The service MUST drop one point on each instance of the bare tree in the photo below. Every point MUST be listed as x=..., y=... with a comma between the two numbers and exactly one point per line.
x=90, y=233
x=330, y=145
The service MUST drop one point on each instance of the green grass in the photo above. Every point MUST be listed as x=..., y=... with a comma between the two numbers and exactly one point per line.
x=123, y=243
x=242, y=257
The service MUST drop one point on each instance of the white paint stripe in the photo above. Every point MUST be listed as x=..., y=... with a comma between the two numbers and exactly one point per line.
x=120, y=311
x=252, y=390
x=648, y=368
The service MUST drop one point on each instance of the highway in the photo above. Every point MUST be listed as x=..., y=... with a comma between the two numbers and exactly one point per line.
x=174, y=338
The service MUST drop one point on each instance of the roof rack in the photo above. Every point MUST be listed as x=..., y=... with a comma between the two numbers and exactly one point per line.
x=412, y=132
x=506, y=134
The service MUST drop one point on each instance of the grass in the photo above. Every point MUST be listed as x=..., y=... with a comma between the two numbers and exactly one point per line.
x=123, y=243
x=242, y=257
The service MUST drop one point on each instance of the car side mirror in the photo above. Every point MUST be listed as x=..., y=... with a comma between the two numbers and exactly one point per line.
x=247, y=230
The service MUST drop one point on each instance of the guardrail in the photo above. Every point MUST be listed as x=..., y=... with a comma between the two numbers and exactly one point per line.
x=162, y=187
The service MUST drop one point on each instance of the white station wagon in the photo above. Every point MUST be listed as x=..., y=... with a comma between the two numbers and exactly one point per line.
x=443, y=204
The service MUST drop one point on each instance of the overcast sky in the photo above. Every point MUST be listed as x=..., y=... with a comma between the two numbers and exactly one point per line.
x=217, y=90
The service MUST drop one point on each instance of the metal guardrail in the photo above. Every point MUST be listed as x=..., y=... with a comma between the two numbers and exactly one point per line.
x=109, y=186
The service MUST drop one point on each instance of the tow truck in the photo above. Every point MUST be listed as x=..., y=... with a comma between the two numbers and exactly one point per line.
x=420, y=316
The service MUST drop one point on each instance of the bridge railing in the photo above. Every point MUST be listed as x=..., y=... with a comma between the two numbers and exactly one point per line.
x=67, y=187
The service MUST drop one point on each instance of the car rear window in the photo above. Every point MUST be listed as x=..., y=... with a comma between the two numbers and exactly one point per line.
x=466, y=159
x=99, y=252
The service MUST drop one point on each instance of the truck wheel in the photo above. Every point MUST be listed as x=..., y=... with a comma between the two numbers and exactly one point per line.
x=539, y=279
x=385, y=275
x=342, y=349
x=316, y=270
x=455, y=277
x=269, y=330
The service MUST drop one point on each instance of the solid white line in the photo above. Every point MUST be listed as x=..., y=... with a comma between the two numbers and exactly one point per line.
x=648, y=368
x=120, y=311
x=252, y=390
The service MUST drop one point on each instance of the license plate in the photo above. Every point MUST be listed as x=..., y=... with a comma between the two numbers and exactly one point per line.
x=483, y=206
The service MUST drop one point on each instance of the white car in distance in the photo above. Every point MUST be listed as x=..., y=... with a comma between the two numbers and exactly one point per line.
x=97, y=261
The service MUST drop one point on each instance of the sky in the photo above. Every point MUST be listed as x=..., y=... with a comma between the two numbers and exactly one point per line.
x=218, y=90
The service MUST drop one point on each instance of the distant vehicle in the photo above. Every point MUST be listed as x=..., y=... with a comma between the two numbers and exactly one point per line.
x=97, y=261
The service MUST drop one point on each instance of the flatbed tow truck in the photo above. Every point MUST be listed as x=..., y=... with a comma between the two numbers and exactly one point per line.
▬▬▬▬▬▬▬▬▬▬
Set task:
Reproduce every one of the rows above word for word, keeping them in their original order.

Finished answer:
The service MUST drop one point on each instance of the bare tree in the photo below. Every point MUST be listed as x=..., y=... with a comma between the two numbers and exactly one point per line.
x=90, y=233
x=330, y=145
The service MUST drop one point on each instance of the green grass in the photo above. Every point MUST be listed as x=..., y=... with a comma between the two numbers and exactly one point per line.
x=123, y=243
x=242, y=257
The service MUST drop one point on each instance of the white paint stripe in the photo above. Every point MUST be listed as x=..., y=... with a comma between the two numbers and exactly one point per line.
x=120, y=311
x=252, y=390
x=648, y=368
The service MUST drop one point on each instance of the highway in the photo above. Every point MUST be listed as x=..., y=... with a comma between the two numbers and exactly one point per line.
x=174, y=338
The service MUST drop one point on each instance of the roof rack in the photo above. Every point MUST be listed as x=..., y=... with a comma between the two numbers and exactly one point per line.
x=412, y=132
x=506, y=134
The service MUST drop one point on each instance of the grass in the photo above. Every point MUST be listed as x=..., y=... with a comma between the two numbers and exactly one point per line.
x=123, y=243
x=242, y=257
The service MUST drop one point on each instance of the car side mirror in the photo above. Every point MUST be listed as x=..., y=... with a comma between the two numbers and exactly one point per line.
x=247, y=230
The service MUST drop one point on each instance of the guardrail in the photo above. Every point MUST be listed as x=..., y=... with a comma between the two numbers and exactly one point per line.
x=162, y=187
The service MUST drop one point on each instance of the white station wagon in the photo above. Every point MUST be listed as x=..., y=... with a comma between the two numbers and exactly one point per line.
x=443, y=204
The service MUST drop one point on each instance of the overcast sky in the photo above. Every point MUST be listed as x=..., y=... with a comma between the two numbers and exactly one point per line.
x=217, y=90
The service MUST drop one point on each instance of the metal guardrail in the photo above. Every point MUST be listed as x=..., y=... with a comma between the two numbers and exactly one point per line.
x=109, y=186
The service MUST drop one point on each instance of the tow truck in the photo above. Every point MUST be listed as x=..., y=... with a comma between the two numbers and exactly one point per line.
x=420, y=316
The service MUST drop one point on each instance of the bridge railing in the photo above. Every point MUST be listed as x=..., y=... with a comma between the two numbers and exactly one point per line.
x=67, y=187
The service MUST drop one point on each instance of the car rear window in the photo above. Every point MUST be listed as x=..., y=... with a comma between the two numbers and exactly one point per line.
x=466, y=159
x=99, y=252
The service MUST drop one point on each instance of the truck wheel in the photo above. Every point MUST be listed as x=..., y=... with a comma between the two numbers and exactly one point per line.
x=539, y=279
x=385, y=275
x=342, y=349
x=316, y=270
x=455, y=277
x=269, y=330
The service MUST drop one point on each instance of the solid white line in the photo above. Every point MUST be listed as x=..., y=... with a comma between the two numbers and exactly one point per line.
x=648, y=368
x=120, y=311
x=252, y=390
The service MUST drop one point on each instance of the license plate in the photo above. Every point MUST be listed as x=..., y=... with a comma between the two numbers and exactly one point per line.
x=483, y=206
The service MUST drop one point on each instance of the white car in distance in the photo above. Every point MUST be listed as x=..., y=... with a comma between the two numbers and exactly one point per line.
x=97, y=261
The service MUST drop one point on each instance of the sky in the photo above. Every point MUST be listed as x=..., y=... with a comma between the two numbers and exactly one point per line.
x=218, y=90
The service MUST drop one point on each instance of the distant vehicle in the photo above. Every point MUST be listed as x=..., y=... with a comma between the two numbers and exactly one point per line.
x=97, y=261
The service MUST drop one point on each instance of the flatbed tow truck in the photo above. Every point MUST be listed as x=..., y=... with a comma between the two numbers and exactly one point per line.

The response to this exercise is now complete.